-- BEGIN --

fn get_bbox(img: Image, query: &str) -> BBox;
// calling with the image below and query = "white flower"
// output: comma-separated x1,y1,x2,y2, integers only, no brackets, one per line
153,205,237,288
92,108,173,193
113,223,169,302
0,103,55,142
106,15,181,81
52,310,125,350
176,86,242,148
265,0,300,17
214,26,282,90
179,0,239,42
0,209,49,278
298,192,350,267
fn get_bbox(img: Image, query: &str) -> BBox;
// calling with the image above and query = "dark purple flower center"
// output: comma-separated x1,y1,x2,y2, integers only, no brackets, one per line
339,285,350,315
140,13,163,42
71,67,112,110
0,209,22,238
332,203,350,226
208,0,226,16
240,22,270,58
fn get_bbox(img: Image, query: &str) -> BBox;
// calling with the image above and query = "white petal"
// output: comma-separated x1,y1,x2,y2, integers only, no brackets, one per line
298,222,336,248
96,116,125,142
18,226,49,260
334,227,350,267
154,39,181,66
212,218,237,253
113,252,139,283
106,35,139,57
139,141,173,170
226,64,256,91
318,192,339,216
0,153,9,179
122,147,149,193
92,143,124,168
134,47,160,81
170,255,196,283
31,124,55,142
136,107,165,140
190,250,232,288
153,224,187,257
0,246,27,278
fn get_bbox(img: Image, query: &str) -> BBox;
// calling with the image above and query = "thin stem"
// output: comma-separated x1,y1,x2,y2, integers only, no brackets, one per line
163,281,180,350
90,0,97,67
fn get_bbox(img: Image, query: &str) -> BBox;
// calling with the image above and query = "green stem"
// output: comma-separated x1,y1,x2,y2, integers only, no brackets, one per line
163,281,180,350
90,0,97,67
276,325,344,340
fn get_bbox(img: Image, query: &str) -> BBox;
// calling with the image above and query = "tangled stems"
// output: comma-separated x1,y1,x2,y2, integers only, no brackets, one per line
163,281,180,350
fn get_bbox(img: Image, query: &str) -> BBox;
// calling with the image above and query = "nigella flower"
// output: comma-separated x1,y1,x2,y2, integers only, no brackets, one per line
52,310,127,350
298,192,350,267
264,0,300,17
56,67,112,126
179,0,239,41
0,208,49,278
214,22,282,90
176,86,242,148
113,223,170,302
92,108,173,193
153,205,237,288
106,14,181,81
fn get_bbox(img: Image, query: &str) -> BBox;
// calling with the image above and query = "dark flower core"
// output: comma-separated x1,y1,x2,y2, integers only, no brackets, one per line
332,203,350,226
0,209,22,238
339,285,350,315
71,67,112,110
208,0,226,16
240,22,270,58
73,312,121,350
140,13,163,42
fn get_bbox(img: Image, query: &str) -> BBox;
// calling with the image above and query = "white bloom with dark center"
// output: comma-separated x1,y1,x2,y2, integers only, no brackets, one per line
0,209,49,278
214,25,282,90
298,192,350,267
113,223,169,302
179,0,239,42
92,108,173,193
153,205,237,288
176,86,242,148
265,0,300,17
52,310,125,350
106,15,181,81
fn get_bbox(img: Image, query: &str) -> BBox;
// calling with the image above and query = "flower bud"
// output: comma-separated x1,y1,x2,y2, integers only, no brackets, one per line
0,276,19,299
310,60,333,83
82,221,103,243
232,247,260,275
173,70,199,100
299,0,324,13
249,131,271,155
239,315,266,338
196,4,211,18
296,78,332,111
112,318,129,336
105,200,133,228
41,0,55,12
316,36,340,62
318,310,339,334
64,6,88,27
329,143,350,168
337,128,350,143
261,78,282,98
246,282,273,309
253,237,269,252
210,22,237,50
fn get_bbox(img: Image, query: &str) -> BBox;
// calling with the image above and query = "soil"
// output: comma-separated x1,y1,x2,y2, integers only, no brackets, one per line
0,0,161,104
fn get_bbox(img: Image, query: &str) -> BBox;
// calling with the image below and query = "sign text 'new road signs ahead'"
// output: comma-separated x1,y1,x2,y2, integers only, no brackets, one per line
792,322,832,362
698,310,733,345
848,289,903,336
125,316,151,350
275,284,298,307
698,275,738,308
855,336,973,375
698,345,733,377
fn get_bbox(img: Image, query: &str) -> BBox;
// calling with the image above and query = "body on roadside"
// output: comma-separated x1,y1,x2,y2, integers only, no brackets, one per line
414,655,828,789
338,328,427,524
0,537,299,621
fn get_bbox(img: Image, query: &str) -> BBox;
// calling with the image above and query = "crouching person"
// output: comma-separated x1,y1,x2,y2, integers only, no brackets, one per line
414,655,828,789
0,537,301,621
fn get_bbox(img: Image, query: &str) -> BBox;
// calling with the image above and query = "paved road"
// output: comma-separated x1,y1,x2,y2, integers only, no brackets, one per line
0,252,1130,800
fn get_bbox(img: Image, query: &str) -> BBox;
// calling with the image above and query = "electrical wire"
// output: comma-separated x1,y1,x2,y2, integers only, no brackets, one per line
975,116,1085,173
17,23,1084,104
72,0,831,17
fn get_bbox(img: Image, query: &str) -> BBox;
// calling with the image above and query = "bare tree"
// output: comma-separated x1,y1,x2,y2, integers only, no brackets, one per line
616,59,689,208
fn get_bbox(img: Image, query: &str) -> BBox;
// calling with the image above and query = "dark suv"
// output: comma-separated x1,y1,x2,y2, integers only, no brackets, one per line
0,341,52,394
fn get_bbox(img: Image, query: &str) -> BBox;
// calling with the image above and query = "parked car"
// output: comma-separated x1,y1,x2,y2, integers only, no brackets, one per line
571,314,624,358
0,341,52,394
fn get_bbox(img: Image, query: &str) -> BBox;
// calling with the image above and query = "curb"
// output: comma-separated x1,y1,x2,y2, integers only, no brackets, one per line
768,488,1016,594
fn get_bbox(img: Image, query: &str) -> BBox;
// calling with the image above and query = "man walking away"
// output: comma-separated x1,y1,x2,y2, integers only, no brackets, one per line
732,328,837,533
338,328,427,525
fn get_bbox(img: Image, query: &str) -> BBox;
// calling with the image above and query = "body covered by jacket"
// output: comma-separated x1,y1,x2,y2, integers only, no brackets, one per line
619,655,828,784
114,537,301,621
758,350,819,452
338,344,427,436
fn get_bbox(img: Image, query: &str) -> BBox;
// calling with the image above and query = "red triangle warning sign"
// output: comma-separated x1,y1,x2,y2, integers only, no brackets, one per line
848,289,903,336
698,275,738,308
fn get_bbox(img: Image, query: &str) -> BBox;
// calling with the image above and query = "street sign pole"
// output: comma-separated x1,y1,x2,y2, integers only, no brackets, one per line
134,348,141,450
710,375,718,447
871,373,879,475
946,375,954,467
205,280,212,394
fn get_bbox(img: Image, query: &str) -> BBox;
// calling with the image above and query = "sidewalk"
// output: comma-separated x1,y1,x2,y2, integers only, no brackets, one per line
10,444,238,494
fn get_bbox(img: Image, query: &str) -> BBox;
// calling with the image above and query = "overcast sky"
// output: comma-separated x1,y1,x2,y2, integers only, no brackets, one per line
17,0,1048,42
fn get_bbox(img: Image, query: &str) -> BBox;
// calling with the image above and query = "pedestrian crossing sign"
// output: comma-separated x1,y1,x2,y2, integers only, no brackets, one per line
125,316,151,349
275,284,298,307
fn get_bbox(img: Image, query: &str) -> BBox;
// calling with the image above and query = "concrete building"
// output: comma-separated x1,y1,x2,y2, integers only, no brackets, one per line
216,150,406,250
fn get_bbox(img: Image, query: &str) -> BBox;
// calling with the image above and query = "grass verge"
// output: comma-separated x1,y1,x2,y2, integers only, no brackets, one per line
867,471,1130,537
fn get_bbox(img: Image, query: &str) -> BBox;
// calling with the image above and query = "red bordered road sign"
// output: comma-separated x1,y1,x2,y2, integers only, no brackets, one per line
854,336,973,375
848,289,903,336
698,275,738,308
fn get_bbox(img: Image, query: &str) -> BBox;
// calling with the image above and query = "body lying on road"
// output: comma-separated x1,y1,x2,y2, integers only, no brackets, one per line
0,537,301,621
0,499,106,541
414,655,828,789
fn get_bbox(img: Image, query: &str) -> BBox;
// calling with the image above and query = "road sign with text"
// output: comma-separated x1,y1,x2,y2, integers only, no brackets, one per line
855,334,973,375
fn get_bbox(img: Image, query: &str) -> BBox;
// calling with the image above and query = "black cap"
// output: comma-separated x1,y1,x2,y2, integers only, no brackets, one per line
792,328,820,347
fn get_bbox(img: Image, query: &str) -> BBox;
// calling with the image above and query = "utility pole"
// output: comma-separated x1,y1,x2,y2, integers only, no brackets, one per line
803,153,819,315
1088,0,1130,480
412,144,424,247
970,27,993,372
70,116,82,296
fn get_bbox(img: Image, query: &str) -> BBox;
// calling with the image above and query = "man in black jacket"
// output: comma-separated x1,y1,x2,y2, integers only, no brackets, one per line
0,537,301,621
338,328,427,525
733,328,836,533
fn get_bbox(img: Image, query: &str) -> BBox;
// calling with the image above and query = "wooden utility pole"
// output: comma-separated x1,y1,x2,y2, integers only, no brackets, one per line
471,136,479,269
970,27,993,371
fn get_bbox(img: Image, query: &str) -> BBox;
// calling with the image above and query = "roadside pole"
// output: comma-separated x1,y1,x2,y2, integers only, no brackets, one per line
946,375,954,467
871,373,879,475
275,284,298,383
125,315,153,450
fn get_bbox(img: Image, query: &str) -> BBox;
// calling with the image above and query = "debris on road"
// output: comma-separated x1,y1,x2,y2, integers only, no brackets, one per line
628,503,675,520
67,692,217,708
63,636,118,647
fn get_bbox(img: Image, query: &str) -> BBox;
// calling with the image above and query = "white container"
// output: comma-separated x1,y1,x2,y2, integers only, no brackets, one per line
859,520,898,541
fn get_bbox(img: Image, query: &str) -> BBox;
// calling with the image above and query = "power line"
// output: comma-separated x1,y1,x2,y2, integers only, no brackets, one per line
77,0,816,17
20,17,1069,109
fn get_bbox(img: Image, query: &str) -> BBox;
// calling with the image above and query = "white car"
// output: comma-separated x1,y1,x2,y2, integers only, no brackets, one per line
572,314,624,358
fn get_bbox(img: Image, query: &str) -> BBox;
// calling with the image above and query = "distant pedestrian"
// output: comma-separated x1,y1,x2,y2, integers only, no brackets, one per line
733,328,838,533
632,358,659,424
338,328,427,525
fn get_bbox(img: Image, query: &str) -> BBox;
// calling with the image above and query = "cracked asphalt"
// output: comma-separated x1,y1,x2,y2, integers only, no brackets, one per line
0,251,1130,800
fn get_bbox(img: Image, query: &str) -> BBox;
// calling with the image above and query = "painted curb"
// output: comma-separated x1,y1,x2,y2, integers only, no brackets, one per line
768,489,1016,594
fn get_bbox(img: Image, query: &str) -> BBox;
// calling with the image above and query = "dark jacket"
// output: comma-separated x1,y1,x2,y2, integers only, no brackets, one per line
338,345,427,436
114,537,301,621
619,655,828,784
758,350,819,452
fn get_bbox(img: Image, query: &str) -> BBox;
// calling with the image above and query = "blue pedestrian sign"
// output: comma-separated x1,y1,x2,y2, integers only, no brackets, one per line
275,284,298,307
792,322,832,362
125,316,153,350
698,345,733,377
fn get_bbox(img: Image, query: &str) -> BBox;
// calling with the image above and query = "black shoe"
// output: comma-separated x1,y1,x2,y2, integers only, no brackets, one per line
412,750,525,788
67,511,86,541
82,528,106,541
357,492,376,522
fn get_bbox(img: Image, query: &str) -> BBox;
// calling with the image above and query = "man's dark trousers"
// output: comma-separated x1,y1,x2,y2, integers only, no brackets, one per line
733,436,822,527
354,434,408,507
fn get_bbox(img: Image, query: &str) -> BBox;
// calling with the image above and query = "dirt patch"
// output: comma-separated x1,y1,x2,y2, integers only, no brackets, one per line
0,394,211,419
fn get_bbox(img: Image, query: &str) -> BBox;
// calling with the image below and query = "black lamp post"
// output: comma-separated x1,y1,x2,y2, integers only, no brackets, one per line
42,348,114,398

-- END --

→ STATED GOAL:
List every line in the rows above that contains the word "center", treating uppercase and lowercase as different.

→ RIGHT ANSWER:
// calling with the image above and query = "dark purple flower center"
// calling with the image above and query = "white bloom with dark center"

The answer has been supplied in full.